TASK DESCRIPTION → Set down the records below line for line, changing nothing.

Records of labeled points
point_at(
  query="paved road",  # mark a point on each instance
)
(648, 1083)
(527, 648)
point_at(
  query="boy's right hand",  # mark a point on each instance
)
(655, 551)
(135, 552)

OUTPUT OF THE TASK →
point_at(
  query="paved road",  # mark a point on each instance
)
(648, 1083)
(527, 648)
point_at(
  query="boy's right hand",  # mark a point on each instance
)
(655, 551)
(135, 552)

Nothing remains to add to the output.